*Do this*. Please copy the records below word for word, leaving out the pictures.

-- Begin --

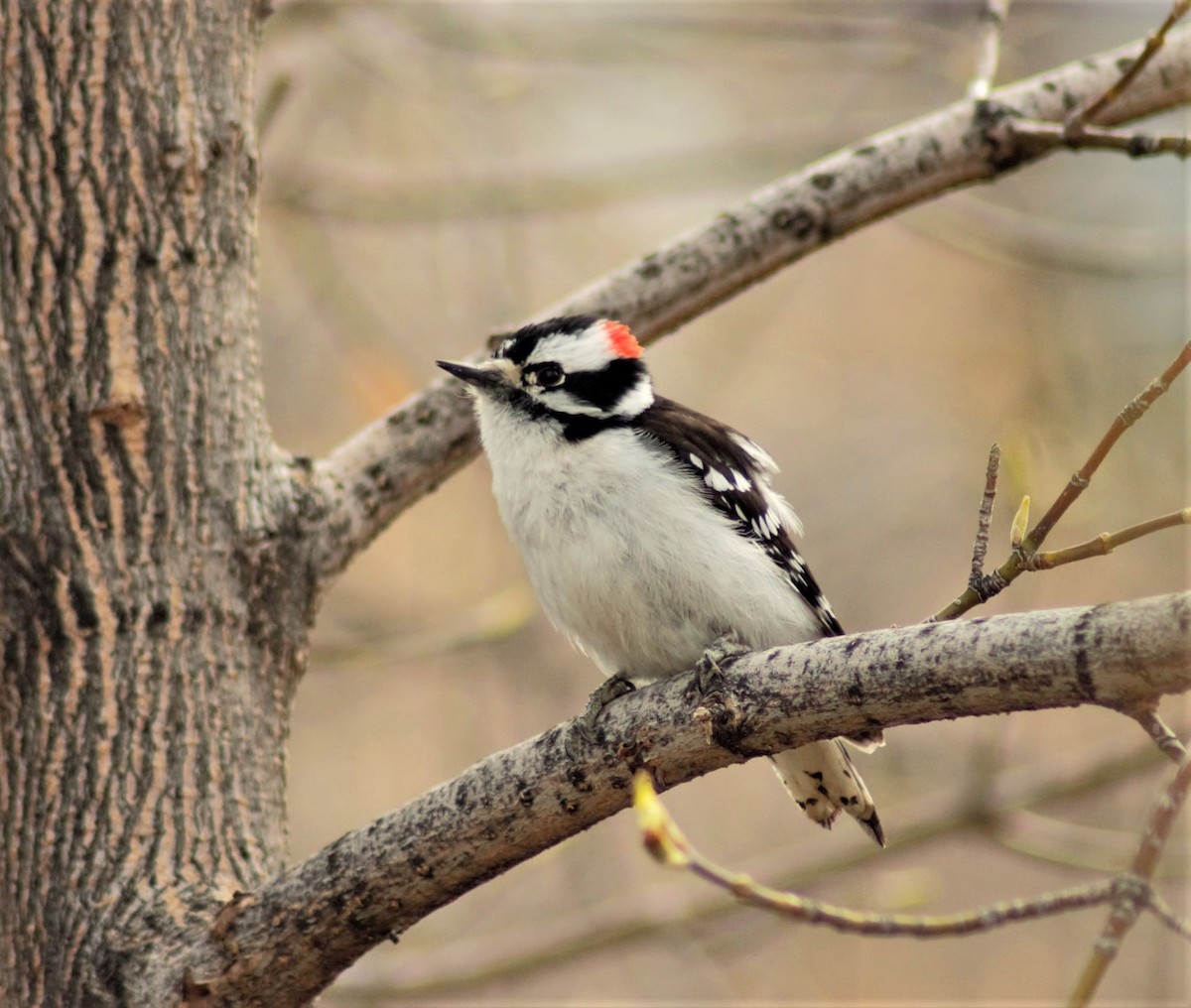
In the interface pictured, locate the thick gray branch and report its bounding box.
[310,29,1191,576]
[179,592,1191,1006]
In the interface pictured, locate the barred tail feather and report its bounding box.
[770,739,885,847]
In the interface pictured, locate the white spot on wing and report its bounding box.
[703,469,731,494]
[731,469,752,490]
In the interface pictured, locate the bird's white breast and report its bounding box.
[476,398,821,680]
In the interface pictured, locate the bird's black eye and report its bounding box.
[532,362,566,388]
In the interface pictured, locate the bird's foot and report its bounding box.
[564,673,636,760]
[695,630,752,696]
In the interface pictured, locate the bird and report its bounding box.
[436,315,885,846]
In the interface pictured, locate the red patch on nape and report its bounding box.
[603,321,641,357]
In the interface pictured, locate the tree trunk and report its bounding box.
[0,0,302,1004]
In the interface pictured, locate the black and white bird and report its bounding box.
[439,315,885,846]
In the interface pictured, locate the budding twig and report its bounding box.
[633,770,1183,938]
[927,342,1191,622]
[969,0,1011,101]
[1067,757,1191,1008]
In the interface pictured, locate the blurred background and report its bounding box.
[258,0,1191,1006]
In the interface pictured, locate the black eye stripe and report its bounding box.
[557,357,644,410]
[525,360,567,388]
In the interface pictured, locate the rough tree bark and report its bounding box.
[0,0,1191,1006]
[0,0,315,1004]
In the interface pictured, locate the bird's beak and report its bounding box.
[435,360,505,389]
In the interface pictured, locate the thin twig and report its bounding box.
[1149,893,1191,942]
[969,0,1010,101]
[928,341,1191,622]
[1011,119,1191,157]
[305,29,1191,578]
[1022,507,1191,571]
[969,442,1000,585]
[1013,341,1191,552]
[1118,701,1187,763]
[1068,757,1191,1008]
[326,747,1159,1008]
[1065,0,1191,135]
[633,770,1118,938]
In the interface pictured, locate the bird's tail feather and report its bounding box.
[772,739,885,847]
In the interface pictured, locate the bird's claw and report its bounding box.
[695,630,751,696]
[564,673,636,760]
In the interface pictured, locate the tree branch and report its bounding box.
[172,592,1191,1006]
[302,29,1191,578]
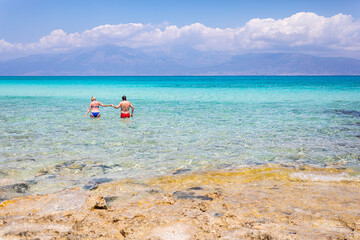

-- End --

*Answer in full*.
In the interface pictured, locate the thick gray branch and report its bounding box.
[310,29,1191,576]
[179,592,1191,1006]
In the interface pictured, locate the barred tail feather and report its bounding box.
[770,739,885,847]
In the interface pictured, locate the white spot on wing and report its bounding box.
[703,469,731,494]
[731,469,752,490]
In the interface pictured, locate the bird's white breast and report its bounding box.
[476,398,821,680]
In the interface pictured, locate the bird's black eye and report its bounding box.
[532,362,566,388]
In the interface pictured, locate the bird's foot and report its bounding box.
[564,673,636,760]
[695,630,752,696]
In the interface pictured, locate the bird and report its bounding box.
[436,315,885,846]
In the interface pictured, locate the red patch on nape and report its bounding box.
[603,321,641,357]
In the interface pictured, locate the tree trunk and report its bounding box.
[0,0,302,1004]
In the interface pictured, locate the black and white bird and report its bounding box.
[439,315,885,846]
In the interface pictured, locate the budding twig and report its bounding box.
[633,770,1183,938]
[927,342,1191,622]
[969,0,1011,101]
[1067,757,1191,1008]
In the interface pictured, locate the blurred background and report its bounding box.
[258,0,1191,1006]
In the interface pictured, locate the black eye stripe and report its bounding box.
[557,357,644,410]
[525,360,567,388]
In the interface pictured, locate the rough tree bark and report its bounding box.
[0,0,1191,1006]
[0,0,315,1004]
In the interface pictured, locate the bird's beak and report its bounding box.
[435,360,505,389]
In the interface pictured, locate the thin twig and report its bounding box.
[1149,893,1191,942]
[969,0,1010,101]
[928,341,1191,622]
[1011,119,1191,157]
[305,29,1191,578]
[1022,507,1191,571]
[969,442,1000,585]
[1013,341,1191,552]
[1118,701,1187,763]
[1068,757,1191,1008]
[326,747,1159,1008]
[1065,0,1191,135]
[633,770,1118,938]
In the interface pictured, locate the bird's tail feather and report its bounding box.
[772,739,885,847]
In the interface pictured, locate the bird's claw and report its bounding box.
[695,630,751,696]
[564,673,636,760]
In the interface pictured, locate the tree branch and report its bounding box.
[172,592,1191,1006]
[302,29,1191,578]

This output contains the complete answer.